* Requirement:
Reproduce, from the lines below, exactly the stretch that begins at the line containing "output [[106, 302]]." and ends at the line containing "Target: young leaf", both included.

++++ Data to process ++++

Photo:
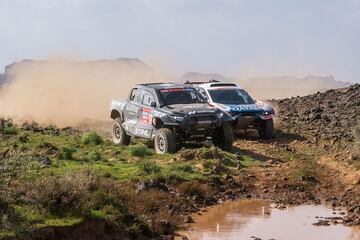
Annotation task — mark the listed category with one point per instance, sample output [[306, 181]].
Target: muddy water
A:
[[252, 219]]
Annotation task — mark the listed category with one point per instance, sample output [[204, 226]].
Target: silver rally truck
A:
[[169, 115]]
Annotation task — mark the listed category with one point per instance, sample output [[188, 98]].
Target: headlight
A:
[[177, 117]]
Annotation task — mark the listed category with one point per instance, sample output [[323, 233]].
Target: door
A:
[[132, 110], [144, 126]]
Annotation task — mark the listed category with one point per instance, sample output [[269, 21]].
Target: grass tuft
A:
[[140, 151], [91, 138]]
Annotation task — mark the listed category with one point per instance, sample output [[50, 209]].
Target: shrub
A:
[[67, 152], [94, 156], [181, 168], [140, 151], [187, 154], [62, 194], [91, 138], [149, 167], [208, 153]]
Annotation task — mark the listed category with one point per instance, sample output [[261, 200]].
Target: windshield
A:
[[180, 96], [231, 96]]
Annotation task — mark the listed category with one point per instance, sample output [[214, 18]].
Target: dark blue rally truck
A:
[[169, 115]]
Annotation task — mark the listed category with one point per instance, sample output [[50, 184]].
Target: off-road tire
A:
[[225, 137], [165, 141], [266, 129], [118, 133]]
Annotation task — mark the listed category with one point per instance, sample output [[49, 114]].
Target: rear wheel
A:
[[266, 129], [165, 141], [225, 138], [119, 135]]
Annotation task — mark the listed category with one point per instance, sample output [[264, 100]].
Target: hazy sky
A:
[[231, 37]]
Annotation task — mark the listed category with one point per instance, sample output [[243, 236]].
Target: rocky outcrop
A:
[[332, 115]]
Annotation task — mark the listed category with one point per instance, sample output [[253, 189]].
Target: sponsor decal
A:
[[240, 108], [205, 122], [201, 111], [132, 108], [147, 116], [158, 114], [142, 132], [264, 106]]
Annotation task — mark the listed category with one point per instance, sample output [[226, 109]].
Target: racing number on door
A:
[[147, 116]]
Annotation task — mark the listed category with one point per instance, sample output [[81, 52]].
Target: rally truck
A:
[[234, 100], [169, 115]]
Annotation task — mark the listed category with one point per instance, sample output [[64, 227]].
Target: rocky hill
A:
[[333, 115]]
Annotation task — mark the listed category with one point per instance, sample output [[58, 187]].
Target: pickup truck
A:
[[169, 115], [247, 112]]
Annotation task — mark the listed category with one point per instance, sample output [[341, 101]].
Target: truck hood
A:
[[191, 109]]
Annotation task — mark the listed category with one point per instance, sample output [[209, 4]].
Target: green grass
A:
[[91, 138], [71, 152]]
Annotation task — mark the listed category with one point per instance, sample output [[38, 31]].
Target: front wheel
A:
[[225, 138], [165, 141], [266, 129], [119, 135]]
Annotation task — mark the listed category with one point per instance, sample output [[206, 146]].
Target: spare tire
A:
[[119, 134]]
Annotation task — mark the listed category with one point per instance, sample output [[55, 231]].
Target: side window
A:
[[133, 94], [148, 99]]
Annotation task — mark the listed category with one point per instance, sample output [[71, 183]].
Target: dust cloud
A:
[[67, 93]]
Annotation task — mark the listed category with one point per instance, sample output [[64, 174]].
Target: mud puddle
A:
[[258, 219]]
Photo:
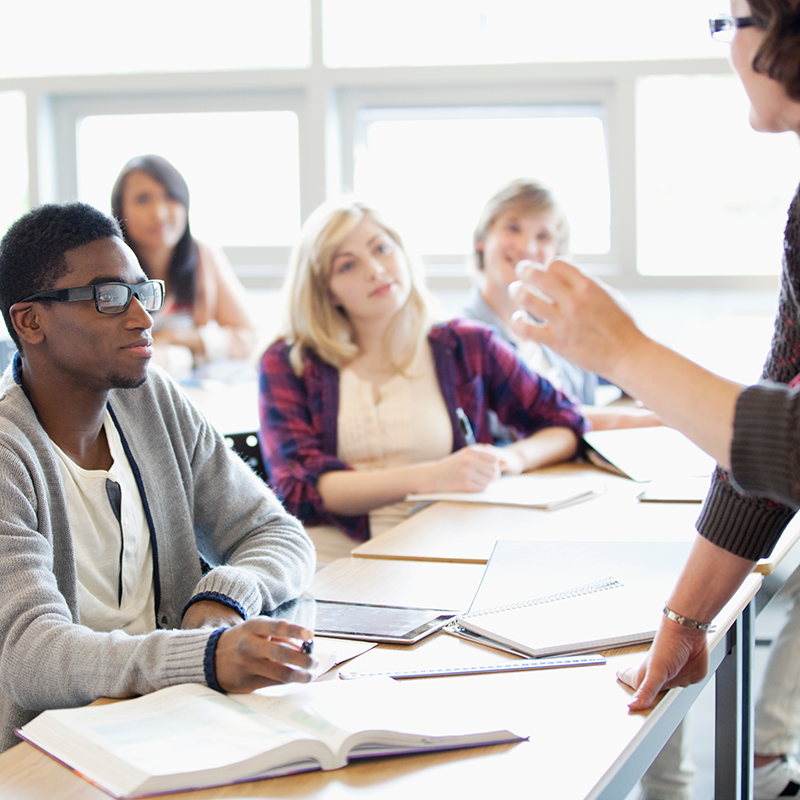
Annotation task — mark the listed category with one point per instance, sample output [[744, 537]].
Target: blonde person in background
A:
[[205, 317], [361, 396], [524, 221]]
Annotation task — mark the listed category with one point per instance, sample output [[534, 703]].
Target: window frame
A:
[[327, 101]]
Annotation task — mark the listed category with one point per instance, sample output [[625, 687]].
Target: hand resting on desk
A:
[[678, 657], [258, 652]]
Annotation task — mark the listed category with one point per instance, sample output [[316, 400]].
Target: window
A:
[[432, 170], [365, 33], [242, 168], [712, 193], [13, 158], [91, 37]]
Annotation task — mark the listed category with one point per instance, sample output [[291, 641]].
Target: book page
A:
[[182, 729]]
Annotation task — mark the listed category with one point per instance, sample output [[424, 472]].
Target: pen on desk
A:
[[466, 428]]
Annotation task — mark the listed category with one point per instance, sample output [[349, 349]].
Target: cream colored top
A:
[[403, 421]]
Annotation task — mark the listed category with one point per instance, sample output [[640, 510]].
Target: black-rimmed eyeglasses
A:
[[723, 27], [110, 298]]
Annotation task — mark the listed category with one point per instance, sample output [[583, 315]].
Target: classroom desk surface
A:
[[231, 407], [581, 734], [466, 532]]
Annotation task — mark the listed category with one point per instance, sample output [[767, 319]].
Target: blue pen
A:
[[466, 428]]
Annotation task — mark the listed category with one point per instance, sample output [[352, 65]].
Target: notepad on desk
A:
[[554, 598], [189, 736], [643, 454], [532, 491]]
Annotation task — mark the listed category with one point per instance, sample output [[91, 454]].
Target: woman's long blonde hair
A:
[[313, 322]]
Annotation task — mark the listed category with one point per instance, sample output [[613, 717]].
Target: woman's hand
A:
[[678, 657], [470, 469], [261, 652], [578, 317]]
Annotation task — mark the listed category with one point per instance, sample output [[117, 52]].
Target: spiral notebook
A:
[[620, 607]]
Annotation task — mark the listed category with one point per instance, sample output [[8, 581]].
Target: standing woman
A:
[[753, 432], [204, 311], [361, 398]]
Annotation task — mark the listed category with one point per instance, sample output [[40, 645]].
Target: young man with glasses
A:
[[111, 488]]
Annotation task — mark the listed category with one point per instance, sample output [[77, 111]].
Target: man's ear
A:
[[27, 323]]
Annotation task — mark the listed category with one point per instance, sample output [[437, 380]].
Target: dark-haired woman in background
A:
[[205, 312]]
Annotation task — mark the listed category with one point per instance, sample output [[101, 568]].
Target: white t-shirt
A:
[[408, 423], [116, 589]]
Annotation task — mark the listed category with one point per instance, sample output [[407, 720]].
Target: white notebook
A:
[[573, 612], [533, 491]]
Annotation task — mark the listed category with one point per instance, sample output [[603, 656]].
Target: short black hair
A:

++++
++++ Data to process ++++

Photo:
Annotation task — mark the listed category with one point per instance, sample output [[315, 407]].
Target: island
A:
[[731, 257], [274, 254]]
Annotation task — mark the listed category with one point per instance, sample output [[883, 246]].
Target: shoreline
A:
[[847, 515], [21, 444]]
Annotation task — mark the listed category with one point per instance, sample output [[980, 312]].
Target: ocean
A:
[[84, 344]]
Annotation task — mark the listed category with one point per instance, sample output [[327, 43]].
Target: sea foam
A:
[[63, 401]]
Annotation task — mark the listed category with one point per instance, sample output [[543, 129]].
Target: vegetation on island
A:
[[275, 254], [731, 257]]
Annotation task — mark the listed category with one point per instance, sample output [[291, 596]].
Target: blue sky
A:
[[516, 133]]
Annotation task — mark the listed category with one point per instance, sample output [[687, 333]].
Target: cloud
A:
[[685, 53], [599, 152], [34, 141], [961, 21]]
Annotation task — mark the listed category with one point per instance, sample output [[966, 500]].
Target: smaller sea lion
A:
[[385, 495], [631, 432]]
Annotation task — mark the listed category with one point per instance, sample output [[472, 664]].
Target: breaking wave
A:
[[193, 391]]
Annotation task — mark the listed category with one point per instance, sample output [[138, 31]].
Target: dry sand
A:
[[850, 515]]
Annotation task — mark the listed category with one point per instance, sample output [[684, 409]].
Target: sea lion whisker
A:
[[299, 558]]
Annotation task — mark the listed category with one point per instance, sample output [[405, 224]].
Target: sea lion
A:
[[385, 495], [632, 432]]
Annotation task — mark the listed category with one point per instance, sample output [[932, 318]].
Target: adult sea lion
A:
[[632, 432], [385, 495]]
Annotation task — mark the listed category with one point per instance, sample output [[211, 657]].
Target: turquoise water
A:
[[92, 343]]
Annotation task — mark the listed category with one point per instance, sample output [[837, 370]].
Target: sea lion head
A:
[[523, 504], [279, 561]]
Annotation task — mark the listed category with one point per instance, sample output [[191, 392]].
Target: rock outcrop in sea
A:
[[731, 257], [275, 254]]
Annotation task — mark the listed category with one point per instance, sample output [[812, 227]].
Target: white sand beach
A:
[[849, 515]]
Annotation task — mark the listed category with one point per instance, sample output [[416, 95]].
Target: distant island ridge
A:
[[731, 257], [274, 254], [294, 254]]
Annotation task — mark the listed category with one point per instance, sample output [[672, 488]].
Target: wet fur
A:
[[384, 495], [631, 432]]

++++
++++ Data to process ++++

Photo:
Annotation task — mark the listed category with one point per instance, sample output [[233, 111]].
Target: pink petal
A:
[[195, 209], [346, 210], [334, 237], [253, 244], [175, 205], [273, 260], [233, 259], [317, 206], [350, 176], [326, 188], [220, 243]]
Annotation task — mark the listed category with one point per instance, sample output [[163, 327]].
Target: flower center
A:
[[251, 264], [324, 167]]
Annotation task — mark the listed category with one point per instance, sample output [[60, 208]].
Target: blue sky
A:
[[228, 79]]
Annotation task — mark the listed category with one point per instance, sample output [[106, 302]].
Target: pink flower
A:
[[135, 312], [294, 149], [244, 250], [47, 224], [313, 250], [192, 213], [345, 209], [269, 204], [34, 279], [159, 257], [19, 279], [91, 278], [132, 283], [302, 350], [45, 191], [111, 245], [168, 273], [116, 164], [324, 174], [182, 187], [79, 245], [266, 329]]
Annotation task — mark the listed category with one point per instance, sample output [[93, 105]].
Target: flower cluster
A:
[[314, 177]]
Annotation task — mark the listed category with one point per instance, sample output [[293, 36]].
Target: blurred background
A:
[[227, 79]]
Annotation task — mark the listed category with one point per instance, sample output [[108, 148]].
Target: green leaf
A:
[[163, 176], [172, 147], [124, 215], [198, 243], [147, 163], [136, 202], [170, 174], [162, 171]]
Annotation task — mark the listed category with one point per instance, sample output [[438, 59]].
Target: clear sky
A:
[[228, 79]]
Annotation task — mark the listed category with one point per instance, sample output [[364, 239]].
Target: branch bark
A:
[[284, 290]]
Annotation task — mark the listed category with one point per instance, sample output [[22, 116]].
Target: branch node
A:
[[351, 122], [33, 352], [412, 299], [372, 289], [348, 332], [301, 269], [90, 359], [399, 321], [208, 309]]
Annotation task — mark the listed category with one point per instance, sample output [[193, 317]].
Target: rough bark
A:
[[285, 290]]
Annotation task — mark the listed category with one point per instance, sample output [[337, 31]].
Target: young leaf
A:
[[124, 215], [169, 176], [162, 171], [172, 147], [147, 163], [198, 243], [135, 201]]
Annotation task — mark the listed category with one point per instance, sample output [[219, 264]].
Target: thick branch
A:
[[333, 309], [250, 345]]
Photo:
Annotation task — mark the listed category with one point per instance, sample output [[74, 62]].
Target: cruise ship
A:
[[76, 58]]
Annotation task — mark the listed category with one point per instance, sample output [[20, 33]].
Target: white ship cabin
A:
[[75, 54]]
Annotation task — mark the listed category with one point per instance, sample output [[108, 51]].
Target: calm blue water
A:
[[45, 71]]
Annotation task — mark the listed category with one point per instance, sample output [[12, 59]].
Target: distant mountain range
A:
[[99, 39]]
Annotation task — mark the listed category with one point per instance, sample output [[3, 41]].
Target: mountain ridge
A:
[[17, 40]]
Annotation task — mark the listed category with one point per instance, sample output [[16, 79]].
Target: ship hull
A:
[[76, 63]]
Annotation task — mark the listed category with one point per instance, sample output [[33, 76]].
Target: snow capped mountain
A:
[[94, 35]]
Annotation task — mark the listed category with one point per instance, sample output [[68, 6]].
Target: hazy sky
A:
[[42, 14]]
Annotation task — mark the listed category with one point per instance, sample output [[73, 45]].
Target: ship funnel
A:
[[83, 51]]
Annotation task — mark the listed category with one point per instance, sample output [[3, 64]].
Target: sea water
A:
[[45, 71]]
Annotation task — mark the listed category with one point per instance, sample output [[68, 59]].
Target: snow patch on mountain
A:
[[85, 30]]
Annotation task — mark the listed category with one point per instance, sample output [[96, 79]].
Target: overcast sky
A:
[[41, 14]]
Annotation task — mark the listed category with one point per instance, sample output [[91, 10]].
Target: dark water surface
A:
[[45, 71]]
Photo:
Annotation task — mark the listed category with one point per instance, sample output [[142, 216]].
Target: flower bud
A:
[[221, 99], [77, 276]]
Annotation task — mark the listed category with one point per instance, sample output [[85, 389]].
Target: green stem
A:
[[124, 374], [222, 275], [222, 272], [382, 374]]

++++

* Answer section:
Annotation task — mark the listed category with one point per instance, sample output [[106, 302]].
Target: pink flower
A:
[[135, 312], [294, 149], [244, 250], [47, 224], [313, 250], [192, 213], [345, 209], [269, 204], [34, 279], [159, 257], [19, 279], [91, 278], [132, 283], [302, 350], [45, 191], [111, 245], [168, 273], [116, 164], [324, 174], [182, 187], [79, 245], [266, 329]]
Annotation task — mark the listed category with one point per instance, sample output [[93, 105]].
Target: flower cluster
A:
[[314, 177]]
Annotation task — mark the listed category with one point per instance, sample output [[293, 36]].
Target: blurred background
A:
[[227, 79]]
Annotation task — mark the listed category with one point per instance, sample output [[108, 148]].
Target: green leaf
A:
[[163, 176], [172, 147], [124, 215], [198, 243], [147, 163], [136, 202], [170, 174], [162, 171]]
Annotation task — mark the listed category with one point per instance, sample output [[438, 59]].
Target: clear sky
A:
[[228, 79]]
Annotation task — mark the listed category with one point per instance, sample output [[364, 239]].
Target: branch bark
A:
[[284, 290]]
Annotation task — mark the listed category with one point per instance, sample output [[22, 116]].
Target: branch node
A:
[[351, 122], [33, 352], [412, 299], [372, 289], [348, 332], [301, 269], [90, 359], [399, 321], [208, 309]]
Annotation task — mark the listed category with one point per instance, sample output [[193, 317]].
Target: rough bark
A:
[[285, 290]]
Annotation task — mark the listed category with one point per instance, sample output [[337, 31]].
Target: young leaf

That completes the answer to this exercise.